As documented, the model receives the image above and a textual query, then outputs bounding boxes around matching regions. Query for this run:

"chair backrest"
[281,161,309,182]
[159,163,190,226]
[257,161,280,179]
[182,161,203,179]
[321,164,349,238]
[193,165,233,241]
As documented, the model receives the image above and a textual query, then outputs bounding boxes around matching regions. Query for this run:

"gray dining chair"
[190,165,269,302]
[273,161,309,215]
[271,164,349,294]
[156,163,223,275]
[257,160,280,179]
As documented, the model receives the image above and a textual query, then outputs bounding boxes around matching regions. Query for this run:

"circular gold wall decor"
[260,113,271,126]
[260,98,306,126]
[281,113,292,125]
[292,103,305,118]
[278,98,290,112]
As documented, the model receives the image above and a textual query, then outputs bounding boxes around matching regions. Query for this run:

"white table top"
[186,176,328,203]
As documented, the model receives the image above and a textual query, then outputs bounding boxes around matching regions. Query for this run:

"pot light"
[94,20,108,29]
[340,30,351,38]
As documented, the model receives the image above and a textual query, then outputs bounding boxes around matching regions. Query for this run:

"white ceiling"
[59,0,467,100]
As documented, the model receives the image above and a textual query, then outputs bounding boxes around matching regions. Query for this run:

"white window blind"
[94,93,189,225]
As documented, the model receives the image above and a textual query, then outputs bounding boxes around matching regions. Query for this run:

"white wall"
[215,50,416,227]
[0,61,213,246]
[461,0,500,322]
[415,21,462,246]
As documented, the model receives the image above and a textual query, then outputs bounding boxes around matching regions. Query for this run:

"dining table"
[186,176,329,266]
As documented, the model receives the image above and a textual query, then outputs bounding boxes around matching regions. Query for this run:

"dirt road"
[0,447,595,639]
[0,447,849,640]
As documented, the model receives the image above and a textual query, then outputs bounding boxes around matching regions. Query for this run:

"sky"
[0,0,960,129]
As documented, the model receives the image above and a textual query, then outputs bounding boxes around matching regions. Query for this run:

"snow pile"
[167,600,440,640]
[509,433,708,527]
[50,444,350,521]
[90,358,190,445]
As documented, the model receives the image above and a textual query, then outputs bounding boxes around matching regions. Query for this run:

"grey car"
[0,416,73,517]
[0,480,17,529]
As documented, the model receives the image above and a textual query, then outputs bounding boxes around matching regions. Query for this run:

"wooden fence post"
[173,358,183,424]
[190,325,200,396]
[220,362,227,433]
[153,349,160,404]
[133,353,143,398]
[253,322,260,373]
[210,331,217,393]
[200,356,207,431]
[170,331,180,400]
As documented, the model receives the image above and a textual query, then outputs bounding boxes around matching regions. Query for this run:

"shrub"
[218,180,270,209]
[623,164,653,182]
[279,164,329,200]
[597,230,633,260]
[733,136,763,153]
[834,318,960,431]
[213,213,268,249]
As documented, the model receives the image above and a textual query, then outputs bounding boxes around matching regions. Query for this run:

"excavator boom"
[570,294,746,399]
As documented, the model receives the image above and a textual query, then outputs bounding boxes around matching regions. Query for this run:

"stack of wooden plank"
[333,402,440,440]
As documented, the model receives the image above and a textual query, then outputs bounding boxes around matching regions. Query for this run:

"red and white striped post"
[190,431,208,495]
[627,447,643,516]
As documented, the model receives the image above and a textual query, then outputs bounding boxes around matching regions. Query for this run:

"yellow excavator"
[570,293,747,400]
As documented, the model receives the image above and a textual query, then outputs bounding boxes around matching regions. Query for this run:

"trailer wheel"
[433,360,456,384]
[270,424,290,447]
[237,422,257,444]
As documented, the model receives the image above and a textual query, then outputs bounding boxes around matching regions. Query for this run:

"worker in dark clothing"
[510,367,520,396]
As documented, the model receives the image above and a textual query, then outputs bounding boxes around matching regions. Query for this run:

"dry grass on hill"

.....

▶ **STATED EXERCISE**: Reproduce the material above without altering a single character.

▶ **SOLUTION TO THIS PROBLEM**:
As documented, the model receives the image above and a textual query, then outputs bounding boxes around matching regions. Query for this run:

"chair backrest"
[281,161,309,182]
[159,163,190,226]
[257,161,280,179]
[182,161,203,179]
[321,164,349,238]
[193,165,233,241]
As documented, the model receives the image above and a textual query, then outputs bounding boxes around matching regions. Query for this run:

"gray dining chair"
[190,165,269,302]
[273,161,309,215]
[271,164,349,294]
[156,163,223,275]
[257,160,280,179]
As documented, the model receives the image above and a textual query, then outputs bounding boxes around matching regions. Query for this run:

"circular gold wall decor"
[260,113,271,126]
[260,98,306,126]
[281,113,292,125]
[292,103,305,118]
[278,98,290,112]
As documented, the model receives the image above and a textual query, then outputs bounding boxes around matching regions. Query for this run:

"white table top"
[186,176,328,203]
As documented, the model receives the image above and a textual query, then outputs bounding boxes around matching regions. Query for this run:

"pot light"
[94,20,108,29]
[340,30,351,38]
As documented, the model receives the image above and a textual query, then outputs bounding boxes around matching regions. Query for this run:

"white ceiling"
[59,0,467,100]
As documented, the model receives the image above and a textual query, then outputs bounding boxes around matching regions. Query for this run:

"white window blind"
[94,93,189,225]
As documented, the model receives the image above and a textual query, then outputs bounding boxes around matching regions. Query for this run:

"white wall"
[215,50,416,227]
[0,61,213,246]
[461,0,500,322]
[415,21,462,246]
As documented, the model receives the image above and a textual query, then outputs bounding boxes around matching regions. Query for this run:

"dining table"
[186,176,329,266]
As documented, the model receives the image above and a textual query, then outputs bounding boxes around matching regions. Query for this run:

"dirt road"
[0,447,595,639]
[0,447,849,640]
As documented, the model receives the image above and a textual query, then outputs bounding boxes around matching regions. Query for this run:

"sky"
[0,0,960,129]
As documented, the model receives the image above and a textual query, then outputs bounding boxes around matching regions. Query for this run:

"snow pile"
[167,600,440,640]
[509,433,708,527]
[50,444,350,521]
[90,358,190,445]
As documented, the model receives the image above and a textual query, then outputs bounding boxes around matching regions. Query for this run:

"grey car"
[0,416,73,517]
[0,480,17,529]
As documented, the model receives the image above and a textual query, then outputs bounding boxes around matching regions. Query for this run:

"wooden fence post"
[173,358,183,424]
[190,325,200,396]
[220,362,227,433]
[153,349,160,404]
[133,353,143,398]
[253,322,260,373]
[210,331,217,393]
[200,356,207,431]
[170,331,180,400]
As documented, the model receives the image above and a textual query, then outputs bounding boxes around matching regions. Query for this run:

"shrub"
[218,180,270,209]
[623,164,653,182]
[279,164,329,200]
[597,230,633,260]
[733,136,763,153]
[834,318,960,431]
[213,213,268,249]
As documented, the model receives the image above and a textual query, then outputs bounding boxes around matching regions. Query for this run:

"excavator boom"
[570,294,746,399]
As documented, the model receives the image above and a textual query, then outputs bounding boxes around matching regions. Query for this run:

"stack of wooden plank"
[333,402,440,440]
As documented, the model receives the image above and a textual query, then outputs bounding boxes around matching regions. Query for this run:

"red and white striped post"
[190,431,208,495]
[627,447,643,516]
As documented, the model receives the image above and a textual query, then outputs bounding boxes around matching regions. Query for this run:

"yellow excavator"
[570,293,747,400]
As documented, the model receives the image above and a textual query, then outputs bounding boxes around matching regions. Query for this run:

"trailer wheel"
[433,360,456,384]
[270,424,290,447]
[237,422,257,444]
As documented, the model receives the image above and a textual query, then outputs bounding boxes around matching regions. Query for this run:

"worker in dark clothing"
[510,367,520,396]
As documented, the model receives the image above and a textual query, then outputs bounding boxes around matching regions. Query for this run:

"dry grass on hill"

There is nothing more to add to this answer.